§ TASKS AND EXERCISES
1 – According to the passage on knowing a novel's characters, what does the difference between "plot driven" and "character driven" stories depend on?
2 – Pick up the passage on knowing a novel's characters right after its last sentence and keep writing it.

§ EXCERPTED PASSAGE
* * *

Perhaps nothing is more important for a novelist than to know his characters, and this fact is true regardless if the story is “plot driven” or “character driven.” In reality, the difference between those two types of stories is dependent upon the type of conflict that dominates the story–external or internal.
Clearly a story dealing primarily with a character’s internal flaw or need will depend upon knowing how that character is wired. But those stories aren’t the only ones that require an author to know his characters.
A story with external conflict front and center will have the kinds of events that deal with attempts to overcome this outside problem. Different characters will go about trying to solve the problems that confront them in different ways. Hence, an author needs to know what type of person he’s creating.
Take for example the main character in the TV show White Collar. He is a criminal working as a consultant to the FBI in order to stay out of prison. His methods of “consulting” vary a great deal from the detectives in a show like NCSI: Los Angeles.

* * *

Source data

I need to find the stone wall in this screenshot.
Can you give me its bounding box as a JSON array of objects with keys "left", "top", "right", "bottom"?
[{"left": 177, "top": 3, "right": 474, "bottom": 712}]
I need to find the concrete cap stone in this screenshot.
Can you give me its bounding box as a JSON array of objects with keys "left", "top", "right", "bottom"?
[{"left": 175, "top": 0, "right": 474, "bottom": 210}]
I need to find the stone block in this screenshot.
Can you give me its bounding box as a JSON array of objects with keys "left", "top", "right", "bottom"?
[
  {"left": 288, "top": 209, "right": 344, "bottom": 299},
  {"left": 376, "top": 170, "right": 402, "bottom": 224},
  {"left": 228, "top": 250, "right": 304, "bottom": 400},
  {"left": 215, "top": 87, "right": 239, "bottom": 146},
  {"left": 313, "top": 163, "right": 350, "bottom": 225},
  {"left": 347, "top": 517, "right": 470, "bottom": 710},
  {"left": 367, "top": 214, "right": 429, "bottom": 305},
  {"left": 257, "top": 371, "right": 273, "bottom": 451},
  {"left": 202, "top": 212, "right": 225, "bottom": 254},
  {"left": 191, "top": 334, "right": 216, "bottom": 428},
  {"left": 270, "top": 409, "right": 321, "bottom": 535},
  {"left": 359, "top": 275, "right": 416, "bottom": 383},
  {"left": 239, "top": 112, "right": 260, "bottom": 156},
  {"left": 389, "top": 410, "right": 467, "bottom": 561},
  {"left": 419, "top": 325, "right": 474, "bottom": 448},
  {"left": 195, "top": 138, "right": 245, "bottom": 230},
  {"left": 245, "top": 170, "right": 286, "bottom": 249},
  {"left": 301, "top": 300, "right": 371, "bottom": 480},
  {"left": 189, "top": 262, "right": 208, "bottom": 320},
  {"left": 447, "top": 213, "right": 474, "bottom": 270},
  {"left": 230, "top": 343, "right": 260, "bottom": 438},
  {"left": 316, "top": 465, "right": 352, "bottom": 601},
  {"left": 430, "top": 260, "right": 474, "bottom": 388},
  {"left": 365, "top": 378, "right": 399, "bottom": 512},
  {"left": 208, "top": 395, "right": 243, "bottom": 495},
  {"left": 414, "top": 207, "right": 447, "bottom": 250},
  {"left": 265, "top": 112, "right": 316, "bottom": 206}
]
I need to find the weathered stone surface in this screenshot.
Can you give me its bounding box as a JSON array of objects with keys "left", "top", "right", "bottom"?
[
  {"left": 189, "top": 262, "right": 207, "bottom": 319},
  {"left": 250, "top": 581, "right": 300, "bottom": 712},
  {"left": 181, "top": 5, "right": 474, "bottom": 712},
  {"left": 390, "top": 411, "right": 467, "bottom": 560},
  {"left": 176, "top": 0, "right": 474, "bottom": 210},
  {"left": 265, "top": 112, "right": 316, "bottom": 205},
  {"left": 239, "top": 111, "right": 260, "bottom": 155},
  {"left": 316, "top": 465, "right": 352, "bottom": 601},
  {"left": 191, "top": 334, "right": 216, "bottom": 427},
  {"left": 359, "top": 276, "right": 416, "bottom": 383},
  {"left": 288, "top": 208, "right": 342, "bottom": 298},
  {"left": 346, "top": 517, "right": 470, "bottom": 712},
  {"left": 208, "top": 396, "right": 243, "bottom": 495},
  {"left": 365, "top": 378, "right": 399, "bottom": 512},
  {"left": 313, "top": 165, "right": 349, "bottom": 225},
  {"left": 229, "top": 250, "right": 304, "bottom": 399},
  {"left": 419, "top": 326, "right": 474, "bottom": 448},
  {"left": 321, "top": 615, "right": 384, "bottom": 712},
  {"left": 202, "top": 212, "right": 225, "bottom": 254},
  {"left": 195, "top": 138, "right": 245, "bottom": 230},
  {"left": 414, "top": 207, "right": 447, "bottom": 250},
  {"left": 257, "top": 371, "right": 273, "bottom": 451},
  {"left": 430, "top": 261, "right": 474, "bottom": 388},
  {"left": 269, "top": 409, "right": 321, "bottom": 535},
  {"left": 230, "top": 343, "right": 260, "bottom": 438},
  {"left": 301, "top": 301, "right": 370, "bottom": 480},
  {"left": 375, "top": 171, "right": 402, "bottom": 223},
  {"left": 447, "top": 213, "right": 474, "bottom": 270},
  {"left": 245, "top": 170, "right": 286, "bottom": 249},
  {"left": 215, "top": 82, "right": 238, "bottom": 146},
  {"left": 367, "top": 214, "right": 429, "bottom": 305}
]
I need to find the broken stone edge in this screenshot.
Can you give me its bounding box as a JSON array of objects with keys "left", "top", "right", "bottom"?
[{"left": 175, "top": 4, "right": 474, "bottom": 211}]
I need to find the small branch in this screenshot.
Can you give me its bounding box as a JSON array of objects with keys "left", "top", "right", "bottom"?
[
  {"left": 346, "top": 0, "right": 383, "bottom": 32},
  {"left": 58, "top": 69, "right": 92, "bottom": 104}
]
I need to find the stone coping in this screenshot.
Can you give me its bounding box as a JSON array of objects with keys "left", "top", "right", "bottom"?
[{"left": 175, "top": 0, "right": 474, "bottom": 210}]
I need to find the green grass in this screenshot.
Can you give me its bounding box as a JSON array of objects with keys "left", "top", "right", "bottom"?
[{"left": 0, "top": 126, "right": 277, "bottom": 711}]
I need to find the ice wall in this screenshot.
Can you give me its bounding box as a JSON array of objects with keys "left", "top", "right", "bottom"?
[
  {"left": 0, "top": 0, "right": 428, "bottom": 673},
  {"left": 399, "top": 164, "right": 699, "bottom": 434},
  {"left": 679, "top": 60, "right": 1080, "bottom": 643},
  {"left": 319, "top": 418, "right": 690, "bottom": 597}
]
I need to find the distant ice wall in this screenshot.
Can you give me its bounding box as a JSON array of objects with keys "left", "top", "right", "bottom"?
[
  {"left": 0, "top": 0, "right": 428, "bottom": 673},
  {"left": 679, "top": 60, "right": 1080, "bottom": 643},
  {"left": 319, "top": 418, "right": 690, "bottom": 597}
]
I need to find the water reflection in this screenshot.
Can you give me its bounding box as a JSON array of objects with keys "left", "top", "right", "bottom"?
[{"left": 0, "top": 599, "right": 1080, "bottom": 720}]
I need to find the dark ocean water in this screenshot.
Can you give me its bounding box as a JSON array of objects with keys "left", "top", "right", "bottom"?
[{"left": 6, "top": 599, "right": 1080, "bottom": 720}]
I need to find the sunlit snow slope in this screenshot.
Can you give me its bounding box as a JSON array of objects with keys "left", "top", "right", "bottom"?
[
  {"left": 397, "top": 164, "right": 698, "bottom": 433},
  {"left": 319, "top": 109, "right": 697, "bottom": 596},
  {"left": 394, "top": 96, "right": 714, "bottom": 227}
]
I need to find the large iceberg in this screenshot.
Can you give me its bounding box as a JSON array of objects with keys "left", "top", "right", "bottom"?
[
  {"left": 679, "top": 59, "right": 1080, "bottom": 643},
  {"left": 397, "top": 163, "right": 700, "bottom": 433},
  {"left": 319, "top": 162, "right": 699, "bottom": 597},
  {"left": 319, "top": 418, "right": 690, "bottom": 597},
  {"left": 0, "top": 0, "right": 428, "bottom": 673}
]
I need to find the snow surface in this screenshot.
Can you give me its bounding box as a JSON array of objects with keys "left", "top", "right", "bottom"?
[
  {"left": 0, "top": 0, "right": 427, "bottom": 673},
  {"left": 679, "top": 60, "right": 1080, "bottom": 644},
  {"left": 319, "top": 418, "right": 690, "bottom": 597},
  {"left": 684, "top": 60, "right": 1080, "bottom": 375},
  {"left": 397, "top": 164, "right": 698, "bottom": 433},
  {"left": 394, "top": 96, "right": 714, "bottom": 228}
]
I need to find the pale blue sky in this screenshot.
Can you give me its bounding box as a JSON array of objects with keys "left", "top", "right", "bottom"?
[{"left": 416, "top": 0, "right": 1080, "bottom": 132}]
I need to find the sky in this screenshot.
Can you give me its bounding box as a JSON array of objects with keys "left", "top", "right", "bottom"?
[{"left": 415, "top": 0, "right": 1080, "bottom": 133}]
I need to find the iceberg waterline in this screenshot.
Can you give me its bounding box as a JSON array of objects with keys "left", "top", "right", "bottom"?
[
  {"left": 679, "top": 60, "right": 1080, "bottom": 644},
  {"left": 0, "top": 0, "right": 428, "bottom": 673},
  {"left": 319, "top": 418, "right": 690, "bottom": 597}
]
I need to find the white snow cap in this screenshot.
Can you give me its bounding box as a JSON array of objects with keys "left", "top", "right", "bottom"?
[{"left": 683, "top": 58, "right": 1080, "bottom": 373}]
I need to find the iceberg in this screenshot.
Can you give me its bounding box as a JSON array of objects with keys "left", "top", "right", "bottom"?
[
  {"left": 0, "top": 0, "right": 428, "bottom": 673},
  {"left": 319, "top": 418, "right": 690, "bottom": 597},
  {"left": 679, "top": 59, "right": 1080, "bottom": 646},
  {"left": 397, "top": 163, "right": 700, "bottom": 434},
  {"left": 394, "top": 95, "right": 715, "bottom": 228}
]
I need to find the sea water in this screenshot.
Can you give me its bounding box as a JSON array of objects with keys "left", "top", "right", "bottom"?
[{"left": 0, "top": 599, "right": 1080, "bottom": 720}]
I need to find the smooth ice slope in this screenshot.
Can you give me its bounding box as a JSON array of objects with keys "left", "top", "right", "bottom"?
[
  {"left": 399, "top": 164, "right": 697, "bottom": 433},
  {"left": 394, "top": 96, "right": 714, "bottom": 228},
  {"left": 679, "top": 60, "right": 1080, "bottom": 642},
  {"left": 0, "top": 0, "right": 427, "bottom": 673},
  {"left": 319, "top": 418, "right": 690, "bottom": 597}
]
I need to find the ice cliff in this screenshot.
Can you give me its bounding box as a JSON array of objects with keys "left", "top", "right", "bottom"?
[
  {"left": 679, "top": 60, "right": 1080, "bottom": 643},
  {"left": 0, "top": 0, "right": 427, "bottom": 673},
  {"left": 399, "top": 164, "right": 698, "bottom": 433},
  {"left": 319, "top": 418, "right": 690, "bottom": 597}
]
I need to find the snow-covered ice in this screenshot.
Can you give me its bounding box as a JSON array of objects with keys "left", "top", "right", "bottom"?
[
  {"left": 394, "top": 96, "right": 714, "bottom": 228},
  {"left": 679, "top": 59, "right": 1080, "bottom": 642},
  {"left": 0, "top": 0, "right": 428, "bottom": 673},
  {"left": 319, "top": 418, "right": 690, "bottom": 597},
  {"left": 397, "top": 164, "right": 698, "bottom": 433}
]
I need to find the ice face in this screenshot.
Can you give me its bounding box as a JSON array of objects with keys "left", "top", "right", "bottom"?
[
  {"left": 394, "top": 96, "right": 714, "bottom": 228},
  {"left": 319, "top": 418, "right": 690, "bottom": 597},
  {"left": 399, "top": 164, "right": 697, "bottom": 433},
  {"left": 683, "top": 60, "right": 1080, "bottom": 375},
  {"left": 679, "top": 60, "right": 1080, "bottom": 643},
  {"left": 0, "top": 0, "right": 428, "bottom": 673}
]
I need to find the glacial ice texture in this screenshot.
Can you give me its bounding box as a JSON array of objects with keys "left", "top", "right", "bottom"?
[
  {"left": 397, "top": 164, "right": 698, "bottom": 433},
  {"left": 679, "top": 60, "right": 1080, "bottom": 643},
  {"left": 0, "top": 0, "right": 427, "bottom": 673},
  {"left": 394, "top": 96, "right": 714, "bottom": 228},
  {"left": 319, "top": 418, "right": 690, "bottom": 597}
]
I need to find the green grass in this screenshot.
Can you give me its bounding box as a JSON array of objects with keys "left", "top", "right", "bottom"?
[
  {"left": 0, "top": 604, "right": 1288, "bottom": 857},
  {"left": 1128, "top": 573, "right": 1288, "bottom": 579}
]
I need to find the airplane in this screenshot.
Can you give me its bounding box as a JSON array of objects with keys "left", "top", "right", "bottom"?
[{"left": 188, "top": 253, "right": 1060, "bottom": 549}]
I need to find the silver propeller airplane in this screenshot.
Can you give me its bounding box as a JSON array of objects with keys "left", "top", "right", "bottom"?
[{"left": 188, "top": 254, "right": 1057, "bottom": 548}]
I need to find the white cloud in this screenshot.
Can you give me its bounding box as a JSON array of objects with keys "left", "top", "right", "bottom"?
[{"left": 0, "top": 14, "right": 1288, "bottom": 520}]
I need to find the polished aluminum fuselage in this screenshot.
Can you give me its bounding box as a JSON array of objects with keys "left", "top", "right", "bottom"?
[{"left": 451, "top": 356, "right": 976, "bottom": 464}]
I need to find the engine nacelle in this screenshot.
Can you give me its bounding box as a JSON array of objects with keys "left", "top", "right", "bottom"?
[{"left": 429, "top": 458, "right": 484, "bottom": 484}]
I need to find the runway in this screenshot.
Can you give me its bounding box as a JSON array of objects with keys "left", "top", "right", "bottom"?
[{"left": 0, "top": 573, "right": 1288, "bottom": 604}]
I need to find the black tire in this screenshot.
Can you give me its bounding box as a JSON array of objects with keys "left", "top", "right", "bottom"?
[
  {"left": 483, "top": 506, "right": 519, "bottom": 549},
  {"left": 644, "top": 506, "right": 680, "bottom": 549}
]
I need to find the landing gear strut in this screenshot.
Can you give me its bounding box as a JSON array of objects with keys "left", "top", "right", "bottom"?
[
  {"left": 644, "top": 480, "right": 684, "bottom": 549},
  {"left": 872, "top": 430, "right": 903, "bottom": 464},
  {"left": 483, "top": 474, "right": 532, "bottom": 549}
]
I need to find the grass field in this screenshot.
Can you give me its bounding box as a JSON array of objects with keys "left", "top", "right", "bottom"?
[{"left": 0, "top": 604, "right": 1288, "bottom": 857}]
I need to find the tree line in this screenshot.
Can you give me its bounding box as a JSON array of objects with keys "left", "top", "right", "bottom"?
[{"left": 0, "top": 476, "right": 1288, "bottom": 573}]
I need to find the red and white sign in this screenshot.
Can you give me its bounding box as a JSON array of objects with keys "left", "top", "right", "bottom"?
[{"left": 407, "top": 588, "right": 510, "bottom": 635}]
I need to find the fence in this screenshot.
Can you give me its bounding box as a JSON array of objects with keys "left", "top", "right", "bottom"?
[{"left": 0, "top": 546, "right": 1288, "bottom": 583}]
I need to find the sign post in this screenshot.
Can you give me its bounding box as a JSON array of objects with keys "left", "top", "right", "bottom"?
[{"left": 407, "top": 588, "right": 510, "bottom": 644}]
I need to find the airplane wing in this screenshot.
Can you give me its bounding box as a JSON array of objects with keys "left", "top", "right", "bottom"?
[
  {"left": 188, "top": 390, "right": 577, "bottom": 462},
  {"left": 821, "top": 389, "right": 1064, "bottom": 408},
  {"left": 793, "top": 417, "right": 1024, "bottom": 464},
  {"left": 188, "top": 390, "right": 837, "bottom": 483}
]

* * *

§ SOLVED PROBLEMS
1 – It depends on the type of conflict that dominates the story, external or internal.

2 –
He does what he does best–con, break and enter, forge, blackmail, things those on the legal side of the law can’t do. But is he nothing but a user? Something about him makes viewers care for him and cheer for him to turn from his criminal past.
Episode after episode, there is a criminal who needs to be caught, and our hero must work on behalf of the law by using his skills as a criminal. At the same time he has his own mysterious goals which sometimes put his actions on behalf of the FBI on a collision course with his actions meant to achieve his own ends.
The only way the plots for this show can work is if the writers know the character. What motivates him? What secret is he withholding from his handler?
When characters are involved, relationships develop. But relationships hinge on the inner qualities of each person. An author, therefore, must know how her character will relate to the various people in her story.
Will a teen trust her new boyfriend or be suspicious of his intentions? Will a manager hire a yes-man for his assistant or will he find the best go-getter he can who might end up jumping ahead of him for promotion? Will a grandmother lie to protect her grandson from the policeman who accuses him of stealing from their neighbor or will she tell the truth, knowing he’ll be taken from her and put into the juvenile system?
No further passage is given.